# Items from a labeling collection
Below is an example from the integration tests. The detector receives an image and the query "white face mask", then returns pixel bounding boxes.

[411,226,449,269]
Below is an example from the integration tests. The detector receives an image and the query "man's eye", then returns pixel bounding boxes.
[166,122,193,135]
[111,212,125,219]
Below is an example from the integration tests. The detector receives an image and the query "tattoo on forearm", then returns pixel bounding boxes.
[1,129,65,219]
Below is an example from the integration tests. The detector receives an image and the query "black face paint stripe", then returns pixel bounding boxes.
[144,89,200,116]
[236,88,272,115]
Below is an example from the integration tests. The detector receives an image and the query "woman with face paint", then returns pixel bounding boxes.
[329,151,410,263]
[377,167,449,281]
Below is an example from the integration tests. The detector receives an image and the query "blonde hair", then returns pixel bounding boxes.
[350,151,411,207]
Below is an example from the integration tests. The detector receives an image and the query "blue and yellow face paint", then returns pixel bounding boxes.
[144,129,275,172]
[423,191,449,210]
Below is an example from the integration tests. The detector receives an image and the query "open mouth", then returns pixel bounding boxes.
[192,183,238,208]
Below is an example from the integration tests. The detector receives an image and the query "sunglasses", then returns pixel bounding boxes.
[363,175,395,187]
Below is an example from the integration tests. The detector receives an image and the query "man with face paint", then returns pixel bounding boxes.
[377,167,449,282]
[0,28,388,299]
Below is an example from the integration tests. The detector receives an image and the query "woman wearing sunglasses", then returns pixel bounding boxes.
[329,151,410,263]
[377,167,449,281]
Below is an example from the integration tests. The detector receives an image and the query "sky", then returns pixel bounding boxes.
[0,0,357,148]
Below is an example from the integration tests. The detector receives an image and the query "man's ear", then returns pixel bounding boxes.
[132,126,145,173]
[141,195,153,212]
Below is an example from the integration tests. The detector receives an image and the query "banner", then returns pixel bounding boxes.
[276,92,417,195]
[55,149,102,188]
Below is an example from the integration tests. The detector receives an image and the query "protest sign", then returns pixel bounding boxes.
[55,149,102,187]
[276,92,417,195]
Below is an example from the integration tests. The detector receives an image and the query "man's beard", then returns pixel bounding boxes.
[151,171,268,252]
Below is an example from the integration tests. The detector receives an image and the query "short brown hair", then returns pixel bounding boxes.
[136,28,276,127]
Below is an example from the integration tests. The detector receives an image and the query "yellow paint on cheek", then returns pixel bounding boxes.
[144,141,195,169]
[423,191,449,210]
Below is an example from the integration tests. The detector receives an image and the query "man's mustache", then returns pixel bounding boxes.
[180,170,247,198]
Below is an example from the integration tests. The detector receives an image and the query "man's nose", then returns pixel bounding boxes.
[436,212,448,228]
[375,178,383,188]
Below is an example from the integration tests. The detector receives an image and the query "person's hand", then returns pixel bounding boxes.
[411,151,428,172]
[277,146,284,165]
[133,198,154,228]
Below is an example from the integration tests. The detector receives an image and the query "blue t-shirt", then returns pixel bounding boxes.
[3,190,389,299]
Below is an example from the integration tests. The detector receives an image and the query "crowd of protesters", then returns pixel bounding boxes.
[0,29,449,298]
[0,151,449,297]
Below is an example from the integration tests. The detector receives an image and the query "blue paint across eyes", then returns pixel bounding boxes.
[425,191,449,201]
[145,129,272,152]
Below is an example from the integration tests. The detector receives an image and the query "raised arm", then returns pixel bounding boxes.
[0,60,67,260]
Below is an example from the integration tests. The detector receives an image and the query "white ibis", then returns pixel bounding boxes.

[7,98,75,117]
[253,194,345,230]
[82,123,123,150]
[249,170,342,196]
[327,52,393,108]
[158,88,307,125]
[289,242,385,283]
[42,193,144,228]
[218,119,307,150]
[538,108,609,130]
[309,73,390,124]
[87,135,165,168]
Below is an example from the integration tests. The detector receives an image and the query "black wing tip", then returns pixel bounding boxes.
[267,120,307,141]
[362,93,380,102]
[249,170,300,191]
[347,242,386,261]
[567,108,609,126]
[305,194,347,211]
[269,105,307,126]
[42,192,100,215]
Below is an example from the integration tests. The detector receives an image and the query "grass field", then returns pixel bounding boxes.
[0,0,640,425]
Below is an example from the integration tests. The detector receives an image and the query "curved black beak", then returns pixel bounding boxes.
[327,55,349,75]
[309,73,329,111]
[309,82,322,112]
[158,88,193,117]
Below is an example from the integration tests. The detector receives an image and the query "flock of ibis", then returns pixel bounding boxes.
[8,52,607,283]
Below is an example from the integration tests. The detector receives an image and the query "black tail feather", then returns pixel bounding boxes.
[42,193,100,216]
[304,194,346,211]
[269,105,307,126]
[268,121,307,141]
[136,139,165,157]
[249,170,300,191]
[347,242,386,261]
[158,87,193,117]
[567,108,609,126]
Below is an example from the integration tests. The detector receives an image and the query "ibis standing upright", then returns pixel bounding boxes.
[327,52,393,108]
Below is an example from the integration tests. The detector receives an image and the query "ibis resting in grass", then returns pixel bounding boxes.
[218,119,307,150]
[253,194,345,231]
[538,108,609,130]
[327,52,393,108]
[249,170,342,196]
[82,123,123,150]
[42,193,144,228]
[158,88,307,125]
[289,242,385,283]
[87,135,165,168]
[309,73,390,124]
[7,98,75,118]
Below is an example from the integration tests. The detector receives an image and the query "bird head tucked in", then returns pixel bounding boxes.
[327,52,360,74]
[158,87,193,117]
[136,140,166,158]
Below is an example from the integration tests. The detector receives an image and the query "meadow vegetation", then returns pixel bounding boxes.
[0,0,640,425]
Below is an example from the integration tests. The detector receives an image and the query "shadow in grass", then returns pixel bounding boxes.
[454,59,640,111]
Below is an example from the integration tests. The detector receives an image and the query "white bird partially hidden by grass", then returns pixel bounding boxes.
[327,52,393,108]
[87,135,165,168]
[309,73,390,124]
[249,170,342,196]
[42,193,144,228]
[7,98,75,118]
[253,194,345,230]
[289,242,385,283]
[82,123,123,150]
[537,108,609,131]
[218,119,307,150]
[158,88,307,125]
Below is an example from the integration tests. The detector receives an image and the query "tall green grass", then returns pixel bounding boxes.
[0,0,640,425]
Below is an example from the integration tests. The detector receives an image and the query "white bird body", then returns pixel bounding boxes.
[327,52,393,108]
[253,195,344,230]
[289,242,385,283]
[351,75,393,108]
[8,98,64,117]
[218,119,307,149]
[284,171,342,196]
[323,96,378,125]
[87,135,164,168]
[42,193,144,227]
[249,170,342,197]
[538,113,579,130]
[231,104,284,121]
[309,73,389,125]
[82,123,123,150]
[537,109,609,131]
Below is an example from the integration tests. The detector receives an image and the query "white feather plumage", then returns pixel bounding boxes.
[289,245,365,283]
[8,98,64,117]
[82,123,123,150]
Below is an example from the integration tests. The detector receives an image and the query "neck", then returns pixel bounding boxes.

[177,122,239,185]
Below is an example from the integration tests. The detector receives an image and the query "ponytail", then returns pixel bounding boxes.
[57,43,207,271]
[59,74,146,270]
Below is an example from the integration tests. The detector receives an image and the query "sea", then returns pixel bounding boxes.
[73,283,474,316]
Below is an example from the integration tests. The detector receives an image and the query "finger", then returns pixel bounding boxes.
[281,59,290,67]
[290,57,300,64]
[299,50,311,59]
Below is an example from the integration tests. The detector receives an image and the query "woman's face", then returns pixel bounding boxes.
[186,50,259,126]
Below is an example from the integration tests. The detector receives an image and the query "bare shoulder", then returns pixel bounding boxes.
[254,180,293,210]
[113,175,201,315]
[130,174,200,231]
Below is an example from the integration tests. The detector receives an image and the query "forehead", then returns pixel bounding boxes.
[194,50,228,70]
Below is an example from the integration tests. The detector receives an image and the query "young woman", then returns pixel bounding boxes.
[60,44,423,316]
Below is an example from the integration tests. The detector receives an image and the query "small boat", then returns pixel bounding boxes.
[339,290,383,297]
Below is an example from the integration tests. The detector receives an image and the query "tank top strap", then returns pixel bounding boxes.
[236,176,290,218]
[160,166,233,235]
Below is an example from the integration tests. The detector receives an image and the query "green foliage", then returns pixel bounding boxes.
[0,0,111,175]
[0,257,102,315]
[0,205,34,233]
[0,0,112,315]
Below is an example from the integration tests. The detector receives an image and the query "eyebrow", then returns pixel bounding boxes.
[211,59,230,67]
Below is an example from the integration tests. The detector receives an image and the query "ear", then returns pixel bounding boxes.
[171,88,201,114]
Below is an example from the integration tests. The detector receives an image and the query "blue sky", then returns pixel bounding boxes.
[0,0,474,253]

# What you will do
How many lines in the rows above contain the string "feather"? Reply with the number alone.

# Reply to the task
2